1
votes

I want to create a NetCDF file with xarray and try to understand the documentation on 'Creating a Dataset' here.

Here is the code from the example (with saving the ds to NetCDF):

import xarray as xr
import numpy as np
import pandas as pd

temp = 15 + 8 * np.random.randn(2, 2, 3)
precip = 10 * np.random.rand(2, 2, 3)
lon = [[-99.83, -99.32], [-99.79, -99.23]]
lat = [[42.25, 42.21], [42.63, 42.59]]

ds = xr.Dataset({'temperature': (['x', 'y', 'time'],  temp),
                 'precipitation': (['x', 'y', 'time'], precip)},
                coords={'lon': (['x', 'y'], lon),
                        'lat': (['x', 'y'], lat), 
                        'time': pd.date_range('2014-09-06', periods=3),
                        'reference_time': pd.Timestamp('2014-09-05')})

ds.to_netcdf('C:\\Temp\\test.nc')

====

INSTRUCTIONS FOR THE TASK
Continue the forum post above about creating a NetCDF file with xarray, starting right after its last line of code.

====

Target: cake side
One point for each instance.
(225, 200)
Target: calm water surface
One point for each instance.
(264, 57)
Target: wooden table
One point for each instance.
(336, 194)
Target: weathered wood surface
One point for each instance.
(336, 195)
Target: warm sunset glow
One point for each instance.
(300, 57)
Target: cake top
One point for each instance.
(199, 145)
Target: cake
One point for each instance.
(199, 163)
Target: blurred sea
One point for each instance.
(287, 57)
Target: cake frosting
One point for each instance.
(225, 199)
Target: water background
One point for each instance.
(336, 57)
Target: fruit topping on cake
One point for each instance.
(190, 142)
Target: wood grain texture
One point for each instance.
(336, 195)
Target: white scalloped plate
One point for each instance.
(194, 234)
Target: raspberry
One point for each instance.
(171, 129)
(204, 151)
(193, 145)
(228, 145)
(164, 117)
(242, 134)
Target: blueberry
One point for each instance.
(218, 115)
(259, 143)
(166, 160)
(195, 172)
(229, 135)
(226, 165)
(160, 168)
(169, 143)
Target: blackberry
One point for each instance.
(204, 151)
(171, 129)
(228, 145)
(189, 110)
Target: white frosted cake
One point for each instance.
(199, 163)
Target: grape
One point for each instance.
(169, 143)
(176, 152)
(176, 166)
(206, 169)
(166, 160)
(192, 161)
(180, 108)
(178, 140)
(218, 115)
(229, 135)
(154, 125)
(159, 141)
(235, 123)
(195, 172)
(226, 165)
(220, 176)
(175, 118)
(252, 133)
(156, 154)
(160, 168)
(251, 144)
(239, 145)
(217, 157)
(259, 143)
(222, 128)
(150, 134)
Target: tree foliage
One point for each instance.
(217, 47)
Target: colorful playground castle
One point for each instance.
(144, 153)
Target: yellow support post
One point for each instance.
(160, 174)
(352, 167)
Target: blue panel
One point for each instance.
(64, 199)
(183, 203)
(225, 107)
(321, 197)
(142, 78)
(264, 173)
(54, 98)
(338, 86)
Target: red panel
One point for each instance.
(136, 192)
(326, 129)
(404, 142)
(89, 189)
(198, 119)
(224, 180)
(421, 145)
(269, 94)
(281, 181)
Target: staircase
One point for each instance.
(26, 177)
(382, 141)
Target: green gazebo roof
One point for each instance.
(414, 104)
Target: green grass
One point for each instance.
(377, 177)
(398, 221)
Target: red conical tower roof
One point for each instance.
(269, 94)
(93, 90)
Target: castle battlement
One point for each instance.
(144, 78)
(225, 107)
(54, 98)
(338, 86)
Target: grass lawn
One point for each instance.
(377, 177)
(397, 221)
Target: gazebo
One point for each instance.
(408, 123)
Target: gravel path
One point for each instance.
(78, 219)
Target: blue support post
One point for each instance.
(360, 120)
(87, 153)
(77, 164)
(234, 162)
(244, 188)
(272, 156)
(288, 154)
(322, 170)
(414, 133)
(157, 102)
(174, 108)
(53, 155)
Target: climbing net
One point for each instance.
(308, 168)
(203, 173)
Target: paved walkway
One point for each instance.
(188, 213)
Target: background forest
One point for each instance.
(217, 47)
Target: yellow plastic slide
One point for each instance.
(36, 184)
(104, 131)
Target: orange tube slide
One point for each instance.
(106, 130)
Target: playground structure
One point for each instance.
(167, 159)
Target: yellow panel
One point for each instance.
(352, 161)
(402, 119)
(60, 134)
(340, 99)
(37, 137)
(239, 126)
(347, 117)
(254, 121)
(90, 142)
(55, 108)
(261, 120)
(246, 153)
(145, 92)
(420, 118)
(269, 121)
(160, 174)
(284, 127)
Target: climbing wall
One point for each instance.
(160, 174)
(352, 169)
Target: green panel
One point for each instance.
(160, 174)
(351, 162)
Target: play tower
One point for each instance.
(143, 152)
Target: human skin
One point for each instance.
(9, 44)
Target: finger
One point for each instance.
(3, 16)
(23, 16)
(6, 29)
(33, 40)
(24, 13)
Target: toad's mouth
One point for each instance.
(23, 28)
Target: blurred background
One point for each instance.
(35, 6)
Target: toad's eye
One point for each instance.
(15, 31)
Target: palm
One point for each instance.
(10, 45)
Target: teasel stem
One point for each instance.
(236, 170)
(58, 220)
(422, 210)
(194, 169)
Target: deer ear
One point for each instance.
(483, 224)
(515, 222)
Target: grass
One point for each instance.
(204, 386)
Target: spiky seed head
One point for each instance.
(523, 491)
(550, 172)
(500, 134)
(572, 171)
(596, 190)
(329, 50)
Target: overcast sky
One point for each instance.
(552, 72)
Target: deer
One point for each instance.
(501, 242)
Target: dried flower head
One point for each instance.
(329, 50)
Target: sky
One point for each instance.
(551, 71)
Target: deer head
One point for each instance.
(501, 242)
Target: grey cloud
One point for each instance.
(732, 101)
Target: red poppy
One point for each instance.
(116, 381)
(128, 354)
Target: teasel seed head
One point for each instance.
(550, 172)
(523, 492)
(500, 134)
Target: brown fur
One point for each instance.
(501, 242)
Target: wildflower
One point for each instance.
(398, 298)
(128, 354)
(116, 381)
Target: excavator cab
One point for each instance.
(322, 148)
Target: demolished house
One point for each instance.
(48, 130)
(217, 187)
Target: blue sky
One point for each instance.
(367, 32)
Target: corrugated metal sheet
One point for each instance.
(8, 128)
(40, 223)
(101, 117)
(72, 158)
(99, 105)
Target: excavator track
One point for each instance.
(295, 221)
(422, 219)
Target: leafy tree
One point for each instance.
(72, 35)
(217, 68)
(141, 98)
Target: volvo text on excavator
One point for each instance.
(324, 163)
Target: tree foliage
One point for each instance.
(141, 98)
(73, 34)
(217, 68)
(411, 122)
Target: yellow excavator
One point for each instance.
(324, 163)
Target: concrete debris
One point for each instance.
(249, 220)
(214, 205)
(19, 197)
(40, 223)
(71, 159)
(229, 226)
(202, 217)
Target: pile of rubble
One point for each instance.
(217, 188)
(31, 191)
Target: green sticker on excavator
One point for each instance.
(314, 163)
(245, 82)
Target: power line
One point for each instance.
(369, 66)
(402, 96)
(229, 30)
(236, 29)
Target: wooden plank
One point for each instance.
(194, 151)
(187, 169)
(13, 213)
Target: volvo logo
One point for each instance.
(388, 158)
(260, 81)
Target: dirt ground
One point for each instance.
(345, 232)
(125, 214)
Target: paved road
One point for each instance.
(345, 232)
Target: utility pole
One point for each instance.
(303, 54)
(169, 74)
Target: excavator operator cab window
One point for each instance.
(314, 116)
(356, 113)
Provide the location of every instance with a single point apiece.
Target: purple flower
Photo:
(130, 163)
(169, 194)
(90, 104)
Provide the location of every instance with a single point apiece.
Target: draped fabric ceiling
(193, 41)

====

ANSWER BOX
From the example above I would expect to get a NetCDF with two variables (temperature, precipitation) with three dimensions (x, y, time). I expect the dimension sizes to be 2 in x-direction, 2 in y direction and 3 in time direction. According to @Bart's test (comments), this is the case for the NetCDF. So, when opening the NetCDF 'temp' or 'precip' variable in QGIS 3.4 (EPSG 4326), I would expect the NetCDF data is:

  • made of a 2x2 grid ('x-y' direction)
  • with 3 time steps ('time' or 'z'-direction)
  • located at the latitude longitude used for creating the Dataset

Instead the data is:

  • made of a 2x3 grid
  • with 2 bands (instead of the three time steps)
  • located at lat/lon 0/0 and each cell is 1 degree large:

Please find the visualization of the NetCDF here. The red squares mark the six cells in blue shades of the temperature variable, the lat/lon of the upper left point (0/0) and the two 'bands'

Hence, it seems the xarray NetCDF data format is different to the QGIS interpretation of that format. Can someone edit the example so that it produces a 2x2 grid in the 'correct' location in QGIS or provide / point me to a simple example to create a correctly georeferenced NetCDF from an xarray dataset?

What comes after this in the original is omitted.